### TEXTAUSZUG
━━━━━━━━

Angetrieben durch den Erfolg dieser Studien wurde die internationale Surviving Sepsis Campaign gegründet, die das ehrgeizige Ziel ausgab, die Sepsissterblichkeit durch gemeinsame wissenschaftliche und klinische Anstrengungen in absehbarer Zeit um 25 % zu senken. Aktuelles Wissen sollte durch Veröffentlichung einer Leitlinie weltweit in die Klinik implementiert und vereinheitlicht werden. In Deutschland gründete sich unter Leitung von Konrad Reinhart aus Jena die Deutsche Sepsis Gesellschaft. Das Bundesministerium für Bildung und Forschung (BMBF) unterstützte mit der Gründung des Kompetenznetzes Sepsis (SEPNET) die weitere Sepsisforschung in Deutschland und rückte das Krankheitsbild in nie dagewesener Weise in das Licht der Öffentlichkeit. Sechs Jahre später ist es an der Zeit, Bilanz zu ziehen. Und diese fällt nüchterner aus als erwartet.

Aktiviertes Protein C hat sich in einer von der FDA geforderten Studie bei leichter erkrankten Patienten nicht bewährt. Es gibt weiterhin eine Indikation bei schwer kranken Sepsispatienten mit Zwei- oder Mehr-Organversagen und einem APACHE Score ≥ 24. Aufgrund der Nebenwirkungen durch die fibrinolytische Aktivität der Substanz kommt aktiviertes Protein C jedoch nur noch bei ausgewählten Patienten infrage. Die allgemeine Verunsicherung bei den Behandlern hat dazu geführt, dass aktiviertes Protein C, auch wenn es indiziert ist, nur selten eingesetzt wird.

Die positiven Ergebnisse der Annane-Studie führten zu einem generellen Einsatz von Hydrocortison. Die demnächst wahrscheinlich im New England Journal of Medicine erscheinende CORTICUS-Studie belegt jedoch, dass, wenn überhaupt, nur Patienten im septischen Schock profitieren. Ein zu breiter Einsatz bei Patienten ohne schwere hämodynamische Problematik erhöht eher nur die Nebenwirkungen dieser Therapie.

Die ebenfalls demnächst im New England Journal erscheinende VISEP Studie von SEPNET konnte die (allerdings nicht bei Sepsispatienten erhobenen) Vorteile der intensivierten Insulintherapie nicht bestätigen. Im Gegenteil zeigte sich eine erhöhte Rate an Hypoglykämien. In den deutschen Empfehlungen zur Sepsistherapie wird daher eine moderate Blutzuckereinstellung (120 - 150 mg%) empfohlen, ohne dass deren Nutzen belegt wäre.

━━━━━━━━

### AUFGABENSTELLUNG
Schreibe den Textauszug zur Sepsistherapie im selben Stil weiter und beginne direkt nach seinem letzten Satz.

━━━━━━━━

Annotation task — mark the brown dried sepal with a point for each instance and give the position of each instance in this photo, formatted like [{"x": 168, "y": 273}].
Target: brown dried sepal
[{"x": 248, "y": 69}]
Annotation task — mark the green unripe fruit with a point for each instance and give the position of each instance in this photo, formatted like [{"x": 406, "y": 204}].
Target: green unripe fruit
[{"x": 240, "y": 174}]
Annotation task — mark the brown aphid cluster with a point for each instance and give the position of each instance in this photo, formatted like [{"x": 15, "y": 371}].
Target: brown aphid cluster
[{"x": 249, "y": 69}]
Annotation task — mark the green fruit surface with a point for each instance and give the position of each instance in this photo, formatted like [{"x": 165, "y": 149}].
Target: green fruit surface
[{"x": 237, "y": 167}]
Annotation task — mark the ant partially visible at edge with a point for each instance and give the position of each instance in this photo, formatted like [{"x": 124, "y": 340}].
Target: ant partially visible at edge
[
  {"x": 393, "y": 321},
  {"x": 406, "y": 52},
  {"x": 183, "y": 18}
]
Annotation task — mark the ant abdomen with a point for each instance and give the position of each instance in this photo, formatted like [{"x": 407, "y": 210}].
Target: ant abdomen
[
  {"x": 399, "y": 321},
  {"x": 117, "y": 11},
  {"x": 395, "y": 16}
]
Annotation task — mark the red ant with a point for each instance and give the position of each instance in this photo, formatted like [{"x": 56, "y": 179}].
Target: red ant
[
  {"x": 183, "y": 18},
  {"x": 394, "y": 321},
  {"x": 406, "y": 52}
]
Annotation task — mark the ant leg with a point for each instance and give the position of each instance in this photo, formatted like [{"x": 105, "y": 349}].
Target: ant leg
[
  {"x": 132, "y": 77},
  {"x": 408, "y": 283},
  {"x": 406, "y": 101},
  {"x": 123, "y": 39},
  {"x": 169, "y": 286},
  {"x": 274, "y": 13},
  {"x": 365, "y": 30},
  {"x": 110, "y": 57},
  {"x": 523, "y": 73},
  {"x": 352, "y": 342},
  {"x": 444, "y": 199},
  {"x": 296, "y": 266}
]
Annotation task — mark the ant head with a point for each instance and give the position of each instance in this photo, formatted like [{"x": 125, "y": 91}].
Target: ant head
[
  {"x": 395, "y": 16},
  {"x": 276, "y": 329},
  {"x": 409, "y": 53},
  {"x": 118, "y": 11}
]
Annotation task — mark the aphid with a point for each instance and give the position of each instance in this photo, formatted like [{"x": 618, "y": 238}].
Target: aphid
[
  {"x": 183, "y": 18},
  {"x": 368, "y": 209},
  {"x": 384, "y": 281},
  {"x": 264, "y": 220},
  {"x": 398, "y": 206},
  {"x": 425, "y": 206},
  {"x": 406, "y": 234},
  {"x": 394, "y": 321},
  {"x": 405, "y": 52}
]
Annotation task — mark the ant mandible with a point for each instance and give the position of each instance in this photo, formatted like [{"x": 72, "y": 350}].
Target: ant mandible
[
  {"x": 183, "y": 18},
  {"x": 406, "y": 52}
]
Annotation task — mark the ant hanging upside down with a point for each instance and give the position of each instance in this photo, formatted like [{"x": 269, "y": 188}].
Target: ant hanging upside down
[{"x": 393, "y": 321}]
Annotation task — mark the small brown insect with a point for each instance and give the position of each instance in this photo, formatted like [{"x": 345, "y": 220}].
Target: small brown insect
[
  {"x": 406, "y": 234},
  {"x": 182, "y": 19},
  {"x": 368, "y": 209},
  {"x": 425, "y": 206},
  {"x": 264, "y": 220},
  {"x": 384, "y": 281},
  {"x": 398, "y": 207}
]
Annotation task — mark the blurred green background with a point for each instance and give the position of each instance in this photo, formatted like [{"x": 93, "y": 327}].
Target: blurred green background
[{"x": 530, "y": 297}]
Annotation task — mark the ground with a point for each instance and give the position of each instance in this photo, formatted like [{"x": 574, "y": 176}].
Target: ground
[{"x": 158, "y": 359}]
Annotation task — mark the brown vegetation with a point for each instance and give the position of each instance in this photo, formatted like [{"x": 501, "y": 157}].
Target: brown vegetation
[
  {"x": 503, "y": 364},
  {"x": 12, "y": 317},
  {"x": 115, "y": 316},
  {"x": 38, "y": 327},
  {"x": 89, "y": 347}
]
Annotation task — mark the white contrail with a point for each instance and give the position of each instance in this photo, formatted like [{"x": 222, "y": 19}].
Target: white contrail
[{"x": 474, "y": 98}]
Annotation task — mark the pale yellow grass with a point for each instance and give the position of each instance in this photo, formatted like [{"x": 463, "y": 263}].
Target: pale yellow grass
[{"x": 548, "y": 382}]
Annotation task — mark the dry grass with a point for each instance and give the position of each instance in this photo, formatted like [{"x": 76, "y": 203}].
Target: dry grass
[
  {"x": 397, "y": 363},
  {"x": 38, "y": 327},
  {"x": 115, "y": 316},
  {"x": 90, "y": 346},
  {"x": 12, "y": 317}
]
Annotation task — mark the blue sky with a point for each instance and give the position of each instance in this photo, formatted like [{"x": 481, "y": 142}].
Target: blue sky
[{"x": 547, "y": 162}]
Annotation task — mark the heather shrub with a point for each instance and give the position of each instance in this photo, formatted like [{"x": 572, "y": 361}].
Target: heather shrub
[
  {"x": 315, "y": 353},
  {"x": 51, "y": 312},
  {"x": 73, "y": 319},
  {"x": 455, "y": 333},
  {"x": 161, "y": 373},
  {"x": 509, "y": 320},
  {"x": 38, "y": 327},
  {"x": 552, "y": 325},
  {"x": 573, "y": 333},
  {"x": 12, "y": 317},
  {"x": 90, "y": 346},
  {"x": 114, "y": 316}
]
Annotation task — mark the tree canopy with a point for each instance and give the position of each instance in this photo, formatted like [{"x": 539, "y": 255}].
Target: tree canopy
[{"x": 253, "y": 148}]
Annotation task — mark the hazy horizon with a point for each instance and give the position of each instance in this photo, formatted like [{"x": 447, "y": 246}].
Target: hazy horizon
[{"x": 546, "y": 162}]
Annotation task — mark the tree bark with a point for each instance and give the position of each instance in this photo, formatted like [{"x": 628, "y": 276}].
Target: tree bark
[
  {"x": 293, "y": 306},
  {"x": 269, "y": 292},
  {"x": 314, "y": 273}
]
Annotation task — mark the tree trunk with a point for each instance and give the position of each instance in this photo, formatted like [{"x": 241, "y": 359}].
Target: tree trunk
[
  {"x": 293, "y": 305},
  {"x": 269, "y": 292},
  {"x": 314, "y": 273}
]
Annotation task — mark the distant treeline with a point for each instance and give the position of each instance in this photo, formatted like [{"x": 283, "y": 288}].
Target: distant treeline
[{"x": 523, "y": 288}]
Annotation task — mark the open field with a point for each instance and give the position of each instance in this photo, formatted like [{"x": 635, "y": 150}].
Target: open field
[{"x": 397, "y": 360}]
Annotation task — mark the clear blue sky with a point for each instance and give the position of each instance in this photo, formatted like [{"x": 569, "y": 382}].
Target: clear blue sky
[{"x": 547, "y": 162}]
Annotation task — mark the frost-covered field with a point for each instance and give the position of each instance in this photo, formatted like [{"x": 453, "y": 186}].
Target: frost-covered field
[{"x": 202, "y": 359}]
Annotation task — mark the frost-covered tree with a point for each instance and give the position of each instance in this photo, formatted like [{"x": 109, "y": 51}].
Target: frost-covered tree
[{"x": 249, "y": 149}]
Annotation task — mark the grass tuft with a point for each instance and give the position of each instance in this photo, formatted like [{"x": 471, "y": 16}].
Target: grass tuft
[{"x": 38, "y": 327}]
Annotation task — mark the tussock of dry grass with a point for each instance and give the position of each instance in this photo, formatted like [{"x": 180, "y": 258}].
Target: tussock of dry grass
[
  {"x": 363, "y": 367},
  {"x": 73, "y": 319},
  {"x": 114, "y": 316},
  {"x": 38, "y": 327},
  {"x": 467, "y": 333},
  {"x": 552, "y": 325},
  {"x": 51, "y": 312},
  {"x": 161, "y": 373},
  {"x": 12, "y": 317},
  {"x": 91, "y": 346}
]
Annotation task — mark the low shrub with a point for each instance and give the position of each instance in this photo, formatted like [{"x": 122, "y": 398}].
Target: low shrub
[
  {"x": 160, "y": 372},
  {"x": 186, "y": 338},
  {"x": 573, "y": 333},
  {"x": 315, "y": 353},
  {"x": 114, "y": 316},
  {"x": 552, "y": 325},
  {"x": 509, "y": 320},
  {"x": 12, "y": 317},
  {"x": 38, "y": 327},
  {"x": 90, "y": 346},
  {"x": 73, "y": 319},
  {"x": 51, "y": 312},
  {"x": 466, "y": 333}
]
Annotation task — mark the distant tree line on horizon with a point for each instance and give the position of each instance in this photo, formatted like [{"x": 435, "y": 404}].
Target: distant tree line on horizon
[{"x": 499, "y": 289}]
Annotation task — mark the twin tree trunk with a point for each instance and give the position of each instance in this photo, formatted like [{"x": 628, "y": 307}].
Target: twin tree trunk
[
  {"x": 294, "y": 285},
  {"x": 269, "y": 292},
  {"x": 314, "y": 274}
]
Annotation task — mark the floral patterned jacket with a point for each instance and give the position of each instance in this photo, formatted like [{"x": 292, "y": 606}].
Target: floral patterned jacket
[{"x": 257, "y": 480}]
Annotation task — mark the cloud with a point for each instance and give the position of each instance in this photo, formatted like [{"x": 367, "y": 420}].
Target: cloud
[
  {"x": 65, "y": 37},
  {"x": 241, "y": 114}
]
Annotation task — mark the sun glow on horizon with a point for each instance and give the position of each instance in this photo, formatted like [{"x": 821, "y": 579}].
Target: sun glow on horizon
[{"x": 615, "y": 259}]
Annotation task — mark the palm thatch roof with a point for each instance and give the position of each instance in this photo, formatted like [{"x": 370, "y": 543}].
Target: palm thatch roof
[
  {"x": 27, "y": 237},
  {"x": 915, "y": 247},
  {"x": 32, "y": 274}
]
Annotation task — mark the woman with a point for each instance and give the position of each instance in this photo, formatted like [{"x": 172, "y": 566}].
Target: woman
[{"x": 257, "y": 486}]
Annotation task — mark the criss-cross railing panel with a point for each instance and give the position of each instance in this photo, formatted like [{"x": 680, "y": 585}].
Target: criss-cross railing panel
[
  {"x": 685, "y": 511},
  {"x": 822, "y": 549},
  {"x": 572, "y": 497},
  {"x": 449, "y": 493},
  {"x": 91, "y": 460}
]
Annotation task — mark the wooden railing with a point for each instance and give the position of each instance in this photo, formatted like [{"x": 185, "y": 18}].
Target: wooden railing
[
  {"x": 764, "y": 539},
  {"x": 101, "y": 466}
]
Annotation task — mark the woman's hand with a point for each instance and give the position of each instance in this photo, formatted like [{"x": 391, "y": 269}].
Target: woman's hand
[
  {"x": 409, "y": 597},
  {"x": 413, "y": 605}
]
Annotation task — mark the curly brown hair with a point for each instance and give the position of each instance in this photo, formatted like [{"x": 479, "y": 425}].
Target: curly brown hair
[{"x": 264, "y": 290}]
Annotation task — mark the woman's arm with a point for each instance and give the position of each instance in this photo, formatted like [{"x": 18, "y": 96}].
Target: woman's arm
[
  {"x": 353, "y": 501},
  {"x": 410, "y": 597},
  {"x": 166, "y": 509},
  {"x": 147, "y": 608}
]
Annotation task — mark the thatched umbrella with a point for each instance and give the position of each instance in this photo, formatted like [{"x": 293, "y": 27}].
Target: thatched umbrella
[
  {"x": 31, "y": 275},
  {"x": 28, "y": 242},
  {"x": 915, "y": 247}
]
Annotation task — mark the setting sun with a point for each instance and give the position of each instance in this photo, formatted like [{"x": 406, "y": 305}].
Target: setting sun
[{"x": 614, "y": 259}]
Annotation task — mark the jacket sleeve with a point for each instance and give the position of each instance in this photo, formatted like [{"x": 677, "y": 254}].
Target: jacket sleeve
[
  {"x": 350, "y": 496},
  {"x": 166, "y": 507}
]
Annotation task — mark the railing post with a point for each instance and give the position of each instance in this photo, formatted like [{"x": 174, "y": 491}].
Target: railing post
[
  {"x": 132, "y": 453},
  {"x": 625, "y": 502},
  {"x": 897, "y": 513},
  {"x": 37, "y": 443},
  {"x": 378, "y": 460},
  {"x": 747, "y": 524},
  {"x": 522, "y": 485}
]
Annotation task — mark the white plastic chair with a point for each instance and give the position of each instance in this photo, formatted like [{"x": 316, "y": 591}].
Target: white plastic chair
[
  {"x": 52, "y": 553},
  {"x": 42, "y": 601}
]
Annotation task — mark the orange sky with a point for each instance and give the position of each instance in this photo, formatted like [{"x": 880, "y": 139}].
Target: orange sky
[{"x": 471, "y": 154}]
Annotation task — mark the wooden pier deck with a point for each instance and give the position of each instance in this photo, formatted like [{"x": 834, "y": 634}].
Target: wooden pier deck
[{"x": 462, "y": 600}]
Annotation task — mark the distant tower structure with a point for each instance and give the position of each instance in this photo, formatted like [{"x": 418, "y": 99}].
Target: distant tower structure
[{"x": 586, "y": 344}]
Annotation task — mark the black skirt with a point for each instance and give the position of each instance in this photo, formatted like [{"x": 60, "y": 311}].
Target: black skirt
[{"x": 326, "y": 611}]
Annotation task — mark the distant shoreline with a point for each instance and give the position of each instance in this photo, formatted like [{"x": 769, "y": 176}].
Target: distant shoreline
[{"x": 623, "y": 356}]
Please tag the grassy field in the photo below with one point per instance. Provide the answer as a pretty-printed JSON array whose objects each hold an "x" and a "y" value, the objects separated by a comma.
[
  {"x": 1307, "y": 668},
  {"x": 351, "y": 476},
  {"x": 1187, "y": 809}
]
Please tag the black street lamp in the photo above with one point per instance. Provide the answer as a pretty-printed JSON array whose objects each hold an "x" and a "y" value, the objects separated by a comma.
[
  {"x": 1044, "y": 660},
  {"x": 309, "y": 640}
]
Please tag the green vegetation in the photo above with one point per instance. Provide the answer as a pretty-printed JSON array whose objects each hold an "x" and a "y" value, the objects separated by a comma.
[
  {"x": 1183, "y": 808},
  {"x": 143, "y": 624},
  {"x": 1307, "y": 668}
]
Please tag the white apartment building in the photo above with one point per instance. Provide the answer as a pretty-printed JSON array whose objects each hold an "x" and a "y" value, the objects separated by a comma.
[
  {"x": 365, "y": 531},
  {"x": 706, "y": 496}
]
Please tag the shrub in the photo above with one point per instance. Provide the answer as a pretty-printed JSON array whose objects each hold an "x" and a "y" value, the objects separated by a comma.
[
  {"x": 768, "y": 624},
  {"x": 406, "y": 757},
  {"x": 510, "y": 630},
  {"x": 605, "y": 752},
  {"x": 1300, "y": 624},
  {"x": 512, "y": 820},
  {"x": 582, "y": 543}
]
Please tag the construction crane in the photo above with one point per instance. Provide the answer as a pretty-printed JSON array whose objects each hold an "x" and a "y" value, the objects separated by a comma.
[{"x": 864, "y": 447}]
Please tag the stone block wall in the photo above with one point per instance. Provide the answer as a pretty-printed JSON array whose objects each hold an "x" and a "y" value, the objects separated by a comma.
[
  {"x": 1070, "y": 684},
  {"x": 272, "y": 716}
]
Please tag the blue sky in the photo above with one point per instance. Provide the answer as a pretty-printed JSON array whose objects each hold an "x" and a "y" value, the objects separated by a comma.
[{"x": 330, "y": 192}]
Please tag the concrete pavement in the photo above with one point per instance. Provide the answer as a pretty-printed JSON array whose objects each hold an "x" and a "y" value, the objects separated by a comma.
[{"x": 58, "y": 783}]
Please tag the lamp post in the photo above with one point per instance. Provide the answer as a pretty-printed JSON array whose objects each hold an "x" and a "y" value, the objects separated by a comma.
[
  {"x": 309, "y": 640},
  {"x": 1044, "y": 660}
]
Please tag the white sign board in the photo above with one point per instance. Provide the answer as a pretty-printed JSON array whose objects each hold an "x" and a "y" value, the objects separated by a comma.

━━━━━━━━

### ANTWORT
Die Ergebnisse des ARDS-Networks zur Beatmung mit niedrigen Atemzugvolumina wurden inzwischen in weiteren Untersuchungen bestätigt. Weitere Studien zur Frage der PEEP-Einstellung, des Recruitment-Manövers oder einer Corticoidtherapie zur Verhinderung eines chronischen Lungenschadens blieben negativ. Obwohl das Prinzip des „low-tidal-volumes” praktisch jedem Intensivmediziner bekannt ist, konnte die Deutsche Sepsis Gesellschaft in einer in Kürze wahrscheinlich in Critical Care Medicine erscheinenden Arbeit zeigen, dass im Alltag nur weniger als 10 % der deutschen Intensivstationen nach diesem Prinzip verfahren. Leitlinien führen eben nicht automatisch zu einer Verbesserung im praktischen Alltag.

Auch die Euphorie mit den neuen Antibiotika ist weitgehend verflogen. Daptomycin und Tigecyclin waren bei Pneumonie den klassischen Antibiotika unterlegen, Linezolid offenbarte eine Reihe schwerwiegender Nebenwirkungen wie Anämie, Thrombozytopenie und Polyneuropathie und musste anwendungsbeschränkt werden.

Was bleibt also von der Euphorie des Jahres 2001? Ich glaube eine ganze Menge. Die Studien der damaligen Jahre wurden überwertet. Fälschlicherweise wurden Ergebnisse aus anderen Indikationsbereichen auf die Sepsis übertragen oder Ergebnisse von Patienten mit septischem Schock generalisiert. Die letzten Jahre haben diese Missstände weitgehend korrigiert. Positiv ist jedoch zu vermerken, dass Sepsis weltweit als Krankheitsbild intensiver wahrgenommen wird als je zuvor. Dies führt zu intensiveren Forschungsaktivitäten, aber auch durch bessere Fort- und Weiterbildung zu einer besseren klinischen Versorgung. Weltweit entstanden Netzwerke, die die Durchführung sinnvoller, hochqualitativer Studien mit neuen Therapieoptionen (wie z. B. Selen) erlauben. Dass wir in Deutschland mit SEPNET eines dieser international hochbewerteten Netze aufbauen konnten, darf als großer Erfolg - persönlich für Konrad Reinhart, generell jedoch für die gesamte deutsche Intensivmedizin - gefeiert werden.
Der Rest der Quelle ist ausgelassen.